* START *

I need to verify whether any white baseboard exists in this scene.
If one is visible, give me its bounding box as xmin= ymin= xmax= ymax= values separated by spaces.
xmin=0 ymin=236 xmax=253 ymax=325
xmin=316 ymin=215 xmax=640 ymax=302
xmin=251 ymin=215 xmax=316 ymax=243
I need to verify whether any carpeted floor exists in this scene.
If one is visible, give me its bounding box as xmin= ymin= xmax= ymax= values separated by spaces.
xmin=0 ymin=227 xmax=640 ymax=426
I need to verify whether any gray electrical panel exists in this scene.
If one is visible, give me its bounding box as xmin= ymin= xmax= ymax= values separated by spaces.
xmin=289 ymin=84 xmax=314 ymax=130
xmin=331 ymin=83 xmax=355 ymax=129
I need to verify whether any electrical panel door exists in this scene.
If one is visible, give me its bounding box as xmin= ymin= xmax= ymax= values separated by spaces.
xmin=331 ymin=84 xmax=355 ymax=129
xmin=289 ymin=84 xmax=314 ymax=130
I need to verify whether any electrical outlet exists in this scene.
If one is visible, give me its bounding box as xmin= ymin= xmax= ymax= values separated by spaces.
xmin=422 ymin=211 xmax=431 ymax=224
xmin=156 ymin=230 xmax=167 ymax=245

* END *
* START *

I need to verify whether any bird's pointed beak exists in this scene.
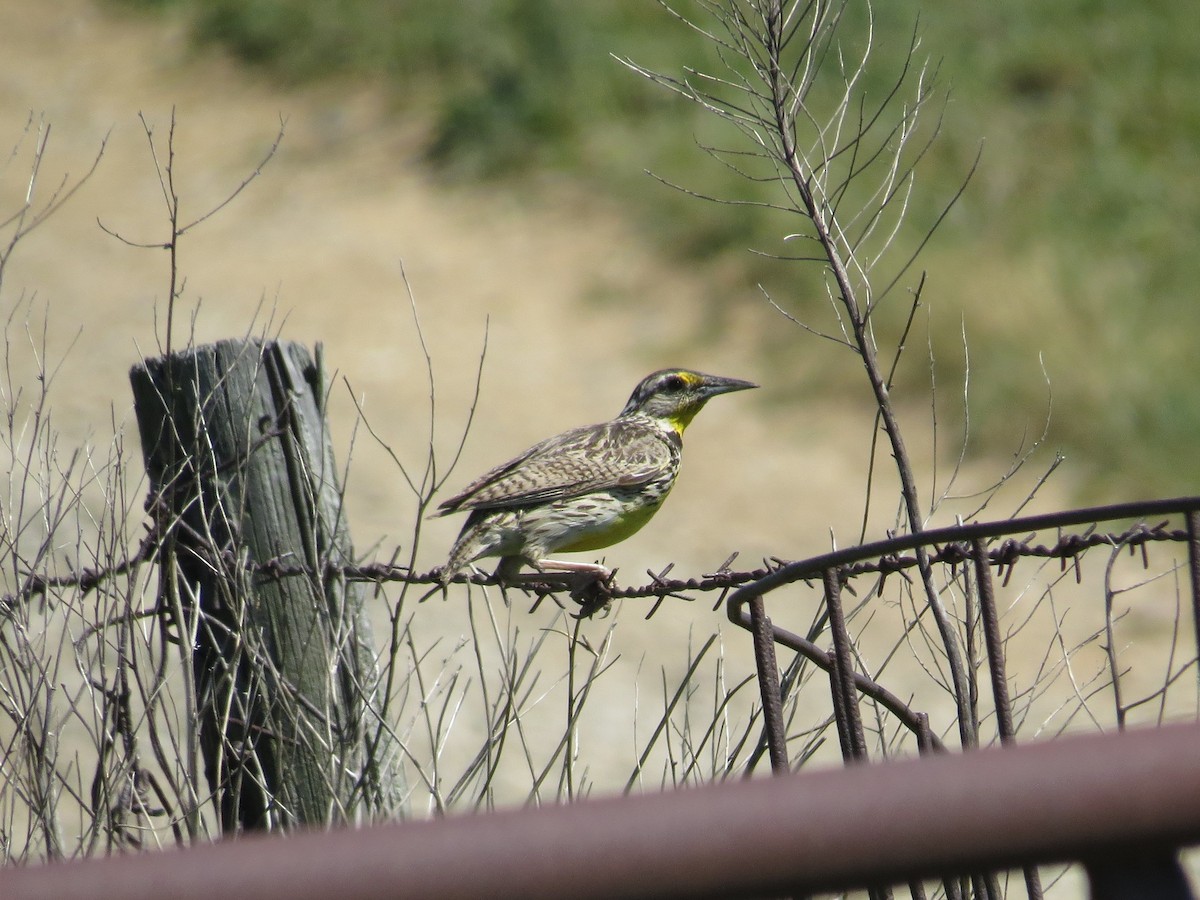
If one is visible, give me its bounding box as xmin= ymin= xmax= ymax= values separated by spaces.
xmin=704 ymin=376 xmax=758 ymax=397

* END *

--- Task ---
Could you recast the lines from the one containing "I need to verify whether any carpeted" through the one containing "xmin=0 ymin=227 xmax=640 ymax=426" as a Markdown table with the columns Row and Line, leaving out any blank lines?

--- The solution ---
| Row | Line |
|---|---|
| 1 | I need to verify whether any carpeted floor exists in this scene. |
| 2 | If one is visible, give me its bounding box as xmin= ymin= xmax= ymax= values separated by spaces. |
| 3 | xmin=0 ymin=227 xmax=640 ymax=426 |